Top of The records

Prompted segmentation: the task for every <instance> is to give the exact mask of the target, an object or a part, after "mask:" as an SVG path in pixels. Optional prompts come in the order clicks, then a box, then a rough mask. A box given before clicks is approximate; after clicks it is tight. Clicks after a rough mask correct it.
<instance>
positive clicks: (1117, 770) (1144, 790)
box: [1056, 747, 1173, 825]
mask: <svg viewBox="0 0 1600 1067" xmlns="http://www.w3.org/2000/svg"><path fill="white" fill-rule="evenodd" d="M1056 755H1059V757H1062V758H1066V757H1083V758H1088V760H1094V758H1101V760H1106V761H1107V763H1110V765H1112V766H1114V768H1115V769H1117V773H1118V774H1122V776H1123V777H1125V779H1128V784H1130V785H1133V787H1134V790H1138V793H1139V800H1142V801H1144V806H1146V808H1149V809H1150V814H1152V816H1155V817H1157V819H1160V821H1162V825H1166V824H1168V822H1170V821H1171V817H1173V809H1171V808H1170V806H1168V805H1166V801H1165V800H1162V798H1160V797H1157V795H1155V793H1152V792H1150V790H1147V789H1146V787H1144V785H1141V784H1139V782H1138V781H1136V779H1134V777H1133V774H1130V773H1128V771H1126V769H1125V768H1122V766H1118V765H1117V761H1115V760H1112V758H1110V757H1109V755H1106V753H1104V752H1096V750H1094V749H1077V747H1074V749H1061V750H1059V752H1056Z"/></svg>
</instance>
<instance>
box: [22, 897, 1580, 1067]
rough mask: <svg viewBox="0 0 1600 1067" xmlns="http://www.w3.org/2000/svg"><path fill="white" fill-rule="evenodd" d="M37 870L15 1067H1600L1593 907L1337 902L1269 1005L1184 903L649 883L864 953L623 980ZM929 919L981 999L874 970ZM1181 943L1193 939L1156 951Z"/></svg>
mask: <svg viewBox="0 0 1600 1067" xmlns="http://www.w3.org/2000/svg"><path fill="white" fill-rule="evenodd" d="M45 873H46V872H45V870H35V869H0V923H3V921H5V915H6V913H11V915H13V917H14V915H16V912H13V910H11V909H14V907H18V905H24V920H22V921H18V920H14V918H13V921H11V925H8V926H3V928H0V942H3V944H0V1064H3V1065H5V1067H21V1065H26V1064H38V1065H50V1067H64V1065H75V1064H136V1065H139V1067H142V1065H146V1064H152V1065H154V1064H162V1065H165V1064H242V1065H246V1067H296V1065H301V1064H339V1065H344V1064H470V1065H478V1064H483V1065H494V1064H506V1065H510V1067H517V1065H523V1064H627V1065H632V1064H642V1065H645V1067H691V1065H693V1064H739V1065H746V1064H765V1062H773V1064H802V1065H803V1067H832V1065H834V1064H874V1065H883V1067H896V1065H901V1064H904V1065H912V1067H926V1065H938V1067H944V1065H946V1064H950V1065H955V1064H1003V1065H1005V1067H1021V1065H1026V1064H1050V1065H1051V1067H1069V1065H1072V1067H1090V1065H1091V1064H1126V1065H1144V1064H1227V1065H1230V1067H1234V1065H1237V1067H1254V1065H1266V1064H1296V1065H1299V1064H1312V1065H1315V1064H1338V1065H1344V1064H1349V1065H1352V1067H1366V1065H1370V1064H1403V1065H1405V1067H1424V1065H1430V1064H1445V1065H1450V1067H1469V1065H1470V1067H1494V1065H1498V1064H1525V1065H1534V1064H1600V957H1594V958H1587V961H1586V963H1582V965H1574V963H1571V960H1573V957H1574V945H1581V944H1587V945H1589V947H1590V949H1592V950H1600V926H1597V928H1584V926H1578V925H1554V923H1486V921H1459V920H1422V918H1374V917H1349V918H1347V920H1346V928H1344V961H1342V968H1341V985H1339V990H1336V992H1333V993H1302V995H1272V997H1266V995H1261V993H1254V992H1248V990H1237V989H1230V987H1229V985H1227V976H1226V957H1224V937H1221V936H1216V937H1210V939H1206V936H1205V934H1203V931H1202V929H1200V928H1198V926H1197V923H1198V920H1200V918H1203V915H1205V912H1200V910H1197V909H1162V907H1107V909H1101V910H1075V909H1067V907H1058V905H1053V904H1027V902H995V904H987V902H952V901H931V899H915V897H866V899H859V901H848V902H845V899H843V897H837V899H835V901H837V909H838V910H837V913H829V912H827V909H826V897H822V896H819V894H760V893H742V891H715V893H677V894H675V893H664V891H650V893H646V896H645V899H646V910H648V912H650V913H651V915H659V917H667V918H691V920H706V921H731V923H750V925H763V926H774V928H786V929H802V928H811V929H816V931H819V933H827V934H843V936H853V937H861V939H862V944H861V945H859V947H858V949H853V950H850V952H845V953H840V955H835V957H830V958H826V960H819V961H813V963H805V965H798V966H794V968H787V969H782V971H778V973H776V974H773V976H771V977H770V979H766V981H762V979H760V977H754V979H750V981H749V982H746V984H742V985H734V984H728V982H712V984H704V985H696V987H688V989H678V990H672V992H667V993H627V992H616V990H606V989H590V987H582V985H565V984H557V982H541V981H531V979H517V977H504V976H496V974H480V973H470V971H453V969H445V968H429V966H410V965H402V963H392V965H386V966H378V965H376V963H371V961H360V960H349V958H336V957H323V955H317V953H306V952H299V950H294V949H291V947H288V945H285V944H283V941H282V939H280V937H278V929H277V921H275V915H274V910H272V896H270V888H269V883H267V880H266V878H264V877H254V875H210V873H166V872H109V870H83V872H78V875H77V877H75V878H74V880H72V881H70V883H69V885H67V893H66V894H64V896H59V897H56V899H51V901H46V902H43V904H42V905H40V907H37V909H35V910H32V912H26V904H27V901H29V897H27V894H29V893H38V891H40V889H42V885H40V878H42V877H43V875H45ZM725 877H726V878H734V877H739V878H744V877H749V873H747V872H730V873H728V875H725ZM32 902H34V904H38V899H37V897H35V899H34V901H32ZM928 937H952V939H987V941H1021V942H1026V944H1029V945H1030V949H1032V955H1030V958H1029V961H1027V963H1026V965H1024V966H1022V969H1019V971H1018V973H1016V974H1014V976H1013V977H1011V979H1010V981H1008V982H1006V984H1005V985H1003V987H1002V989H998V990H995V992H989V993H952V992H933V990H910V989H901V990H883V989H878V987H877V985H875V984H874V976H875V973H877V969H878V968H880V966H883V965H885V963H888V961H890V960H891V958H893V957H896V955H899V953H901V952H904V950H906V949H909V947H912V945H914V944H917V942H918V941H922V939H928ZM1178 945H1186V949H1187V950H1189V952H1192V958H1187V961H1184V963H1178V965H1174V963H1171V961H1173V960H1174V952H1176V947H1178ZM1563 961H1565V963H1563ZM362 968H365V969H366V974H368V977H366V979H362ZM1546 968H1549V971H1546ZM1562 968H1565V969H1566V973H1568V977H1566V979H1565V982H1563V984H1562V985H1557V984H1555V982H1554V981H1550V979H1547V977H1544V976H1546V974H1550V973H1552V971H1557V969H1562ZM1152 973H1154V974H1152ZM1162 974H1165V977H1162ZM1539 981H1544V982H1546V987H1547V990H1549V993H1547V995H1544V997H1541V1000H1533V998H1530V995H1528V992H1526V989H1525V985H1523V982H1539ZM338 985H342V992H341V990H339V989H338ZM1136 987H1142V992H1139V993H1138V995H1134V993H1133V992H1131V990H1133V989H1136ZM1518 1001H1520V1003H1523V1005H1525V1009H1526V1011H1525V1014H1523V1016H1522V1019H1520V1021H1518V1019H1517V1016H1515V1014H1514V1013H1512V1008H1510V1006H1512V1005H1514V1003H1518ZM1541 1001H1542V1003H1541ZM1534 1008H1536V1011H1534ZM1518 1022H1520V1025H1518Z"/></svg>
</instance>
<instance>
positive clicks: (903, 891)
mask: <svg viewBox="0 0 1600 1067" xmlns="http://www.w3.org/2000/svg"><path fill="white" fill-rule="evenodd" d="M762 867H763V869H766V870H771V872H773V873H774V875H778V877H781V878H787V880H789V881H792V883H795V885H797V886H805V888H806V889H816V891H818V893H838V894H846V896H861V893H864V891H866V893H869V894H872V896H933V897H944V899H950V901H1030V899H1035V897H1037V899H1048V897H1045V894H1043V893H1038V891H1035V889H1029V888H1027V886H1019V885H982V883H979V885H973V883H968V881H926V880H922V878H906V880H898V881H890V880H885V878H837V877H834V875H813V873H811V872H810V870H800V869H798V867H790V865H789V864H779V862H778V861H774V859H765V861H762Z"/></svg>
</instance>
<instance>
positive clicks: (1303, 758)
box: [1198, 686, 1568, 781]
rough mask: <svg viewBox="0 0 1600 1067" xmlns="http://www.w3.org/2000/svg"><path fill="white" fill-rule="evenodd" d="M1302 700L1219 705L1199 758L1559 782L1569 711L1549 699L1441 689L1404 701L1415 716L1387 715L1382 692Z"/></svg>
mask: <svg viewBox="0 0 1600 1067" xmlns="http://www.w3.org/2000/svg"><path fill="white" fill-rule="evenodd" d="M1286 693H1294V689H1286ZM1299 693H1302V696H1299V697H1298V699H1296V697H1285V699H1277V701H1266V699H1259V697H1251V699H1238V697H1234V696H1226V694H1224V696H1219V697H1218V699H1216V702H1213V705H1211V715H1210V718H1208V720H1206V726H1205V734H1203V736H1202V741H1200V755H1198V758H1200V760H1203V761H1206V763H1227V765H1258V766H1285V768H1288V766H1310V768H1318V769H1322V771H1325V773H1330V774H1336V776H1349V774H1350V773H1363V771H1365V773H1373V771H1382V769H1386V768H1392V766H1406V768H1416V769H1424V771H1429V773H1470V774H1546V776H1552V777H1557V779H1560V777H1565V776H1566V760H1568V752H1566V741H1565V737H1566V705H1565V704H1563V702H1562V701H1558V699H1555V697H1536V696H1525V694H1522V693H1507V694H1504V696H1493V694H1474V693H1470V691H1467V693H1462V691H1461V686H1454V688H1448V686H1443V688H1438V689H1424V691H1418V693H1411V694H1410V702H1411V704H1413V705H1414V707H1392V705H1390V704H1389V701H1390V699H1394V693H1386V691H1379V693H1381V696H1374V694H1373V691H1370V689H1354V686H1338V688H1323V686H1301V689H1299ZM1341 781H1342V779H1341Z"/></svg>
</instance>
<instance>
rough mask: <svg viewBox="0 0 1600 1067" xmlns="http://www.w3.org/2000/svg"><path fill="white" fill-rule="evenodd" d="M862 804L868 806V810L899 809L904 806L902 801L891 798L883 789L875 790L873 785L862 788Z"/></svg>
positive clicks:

Bottom of The records

**Instruction**
Can you transcribe the listing above, word for word, from its first line through the line that contains "box: [1056, 747, 1173, 825]", including both of those lines?

**Your response**
Prompted segmentation: the task for every <instance> is to give the exact mask of the target, an object or a part, after "mask:" as an SVG path in pixels. Optional prompts come in the order clicks, then a box, then a rough mask. A box given before clicks is approximate; after clicks it is tight. Clicks after a rough mask correct it.
<instance>
positive clicks: (1117, 770) (1144, 790)
box: [1056, 747, 1173, 825]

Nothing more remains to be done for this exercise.